┌─ RECORDS FOR THE TASK

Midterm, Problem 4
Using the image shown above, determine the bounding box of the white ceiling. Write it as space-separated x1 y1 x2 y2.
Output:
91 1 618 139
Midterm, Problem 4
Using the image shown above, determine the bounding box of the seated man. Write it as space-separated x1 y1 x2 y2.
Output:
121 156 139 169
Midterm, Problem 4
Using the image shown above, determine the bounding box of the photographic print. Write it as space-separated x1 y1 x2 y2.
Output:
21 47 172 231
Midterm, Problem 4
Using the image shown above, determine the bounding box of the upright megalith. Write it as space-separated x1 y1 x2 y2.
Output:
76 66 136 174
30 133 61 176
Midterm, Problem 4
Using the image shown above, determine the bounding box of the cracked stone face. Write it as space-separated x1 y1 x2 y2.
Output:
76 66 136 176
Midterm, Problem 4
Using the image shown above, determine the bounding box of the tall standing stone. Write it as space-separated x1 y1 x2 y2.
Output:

└─

Show each line of the preceding entries in which the word "above" appears.

Using the image shown above, determine the bounding box of the white ceiling. Write it as space-separated x1 y1 x2 y2.
Using the image shown above, determine the bounding box of the seated man. Write it as space-separated x1 y1 x2 y2.
Using the image shown above, determine the bounding box of the photographic print. Write it as space-separated x1 y1 x2 y2.
Using the image shown above, determine the bounding box of the upright megalith. Write it as space-separated x1 y1 x2 y2.
Using the image shown above, determine the bounding box of the cracked stone face. Write it as space-separated x1 y1 x2 y2.
Using the image shown above, determine the bounding box of the tall standing stone. Write it as space-separated x1 y1 x2 y2.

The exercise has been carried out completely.